_The task_: Return the abstract below on balancing diabetes patient characteristics in claims data, word for word and in full.

*** Opening Document passage ***

Background:
Healthcare claims databases can provide information on the effects of type 2 diabetes (T2DM) medications as used in
routine care, but often do not contain data on important clinical characteristics, which may be captured in electronic health
records (EHR).
Objectives:
To evaluate the extent to which balance in unmeasured patient characteristics was achieved in claims data, by comparing
against more detailed information from linked EHR data.
Methods:
Within a large US commercial insurance database and using a cohort design, we identified T2DM patients initiating
linagliptin or a comparator agent within class (i.e., other DPP-4 inhibitors) or outside class (i.e., (pioglitazone or
sulfonylureas) between 05/2011-12/2012. We focused on comparators used at a similar stage of diabetes as linagliptin. For each
comparison, 1:1 propensity score (PS) matching was used to balance over 100 baseline claims-based characteristics, including
proxies of diabetes severity and duration. Additional clinical data from EHRs was available for a subset of patients. We
assessed representativeness of the claims-EHR linked subset, evaluated the balance of claims- and EHR-based covariates before
and after PS-matching via standardized differences (SD), and quantified the potential bias associated with observed
imbalances.
Results:
From a claims-based study population of 166,613 T2DM patients, 7,219 (4.3%) patients were linked to their EHR data.
Claims-based characteristics between the EHR-linked and EHR-unlinked patients were comparable (SD<0.1), confirming
representativeness of the EHR-linked subset. The balance of claims-based and EHR-based patient characteristics appeared to be
reasonable before PS-matching and generally improved in the PS-matched population, to be SD<0.1 for most patient
characteristics and SD<0.2 for select laboratory results and BMI categories, not large enough to cause meaningful
confounding.
Conclusion:
In the context of pharmacoepidemiologic research on diabetes therapy, choosing appropriate comparison groups paired
with a new user design and 1:1 PS matching on many proxies of diabetes severity and duration improves balance in covariates
typically unmeasured in administrative claims datasets, to an extent that residual confounding is unlikely.

*** Closing Document passage ***
*** Opening Excerpted data ***

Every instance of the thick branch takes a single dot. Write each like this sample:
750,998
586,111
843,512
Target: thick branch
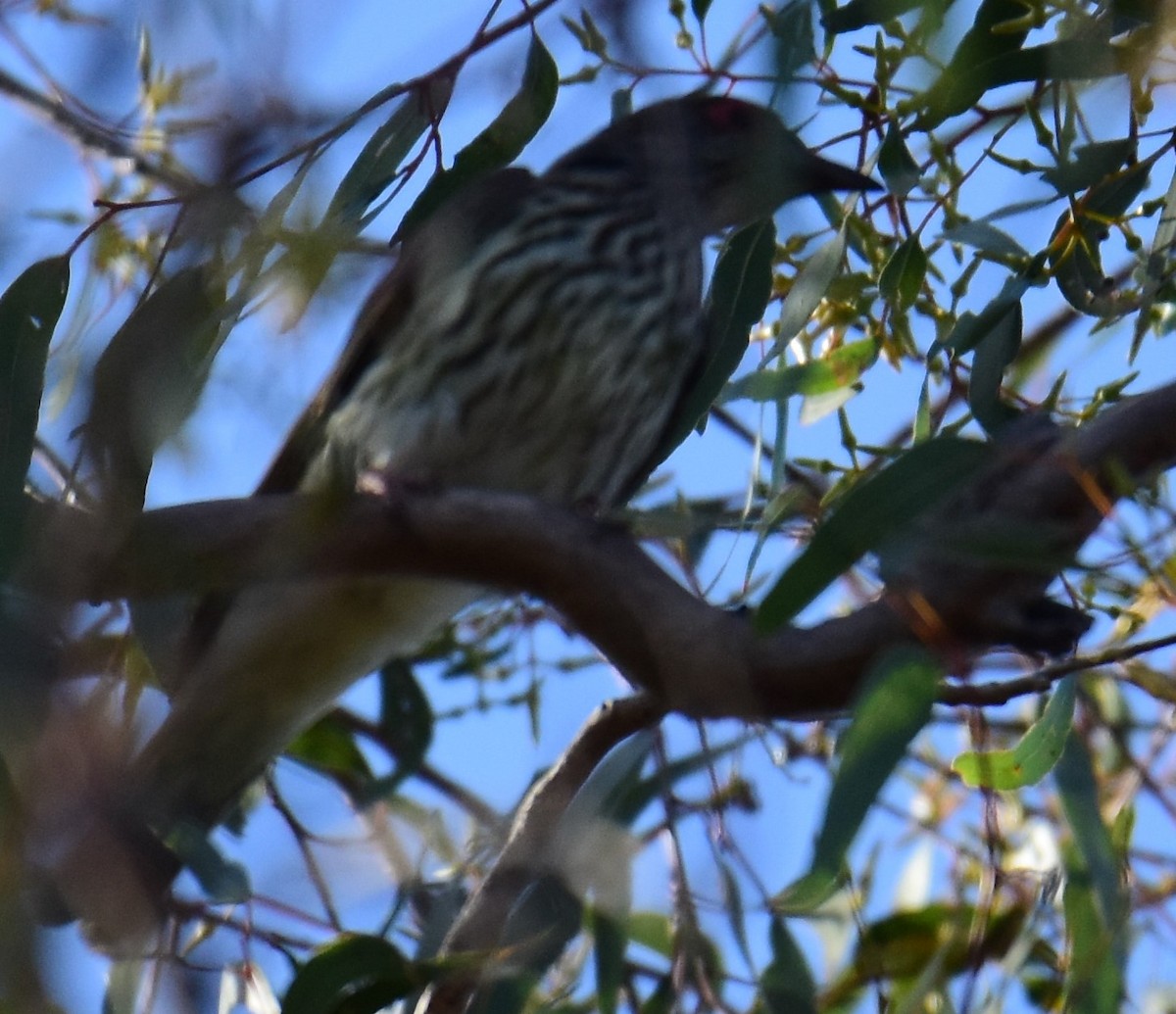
697,658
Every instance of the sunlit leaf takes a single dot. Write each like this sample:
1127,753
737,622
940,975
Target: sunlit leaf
740,289
29,310
897,165
894,704
501,142
873,511
352,975
1032,759
994,355
904,273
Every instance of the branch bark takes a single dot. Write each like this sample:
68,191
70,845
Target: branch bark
688,655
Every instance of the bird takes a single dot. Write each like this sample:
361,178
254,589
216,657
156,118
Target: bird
536,334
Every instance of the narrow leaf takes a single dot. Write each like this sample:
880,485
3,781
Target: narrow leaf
379,163
1079,791
994,355
787,984
904,273
740,289
353,975
899,169
1032,759
871,513
29,310
894,704
808,289
150,378
501,142
836,370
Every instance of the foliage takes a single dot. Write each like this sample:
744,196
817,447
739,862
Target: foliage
1020,262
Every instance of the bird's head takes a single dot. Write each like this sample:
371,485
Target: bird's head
736,160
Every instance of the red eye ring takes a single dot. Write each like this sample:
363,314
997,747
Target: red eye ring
726,113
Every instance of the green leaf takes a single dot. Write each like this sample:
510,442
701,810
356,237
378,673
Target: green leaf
629,798
740,289
700,9
809,287
904,273
873,511
974,66
836,370
222,880
1032,759
899,169
329,748
792,27
1079,791
858,13
971,328
406,722
1158,267
1094,979
29,310
501,142
610,944
353,975
787,984
612,791
379,163
895,702
150,378
986,238
994,355
1091,165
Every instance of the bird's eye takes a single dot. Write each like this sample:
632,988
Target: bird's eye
727,115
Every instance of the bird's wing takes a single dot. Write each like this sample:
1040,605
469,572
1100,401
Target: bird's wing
441,244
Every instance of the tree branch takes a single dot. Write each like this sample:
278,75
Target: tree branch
694,657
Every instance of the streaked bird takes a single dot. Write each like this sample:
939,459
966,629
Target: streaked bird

*** Closing Excerpted data ***

_Task solution_:
Background:
Healthcare claims databases can provide information on the effects of type 2 diabetes (T2DM) medications as used in
routine care, but often do not contain data on important clinical characteristics, which may be captured in electronic health
records (EHR).
Objectives:
To evaluate the extent to which balance in unmeasured patient characteristics was achieved in claims data, by comparing
against more detailed information from linked EHR data.
Methods:
Within a large US commercial insurance database and using a cohort design, we identified T2DM patients initiating
linagliptin or a comparator agent within class (i.e., other DPP-4 inhibitors) or outside class (i.e., (pioglitazone or
sulfonylureas) between 05/2011-12/2012. We focused on comparators used at a similar stage of diabetes as linagliptin. For each
comparison, 1:1 propensity score (PS) matching was used to balance over 100 baseline claims-based characteristics, including
proxies of diabetes severity and duration. Additional clinical data from EHRs was available for a subset of patients. We
assessed representativeness of the claims-EHR linked subset, evaluated the balance of claims- and EHR-based covariates before
and after PS-matching via standardized differences (SD), and quantified the potential bias associated with observed
imbalances.
Results:
From a claims-based study population of 166,613 T2DM patients, 7,219 (4.3%) patients were linked to their EHR data.
Claims-based characteristics between the EHR-linked and EHR-unlinked patients were comparable (SD<0.1), confirming
representativeness of the EHR-linked subset. The balance of claims-based and EHR-based patient characteristics appeared to be
reasonable before PS-matching and generally improved in the PS-matched population, to be SD<0.1 for most patient
characteristics and SD<0.2 for select laboratory results and BMI categories, not large enough to cause meaningful
confounding.
Conclusion:
In the context of pharmacoepidemiologic research on diabetes therapy, choosing appropriate comparison groups paired
with a new user design and 1:1 PS matching on many proxies of diabetes severity and duration improves balance in covariates
typically unmeasured in administrative claims datasets, to an extent that residual confounding is unlikely.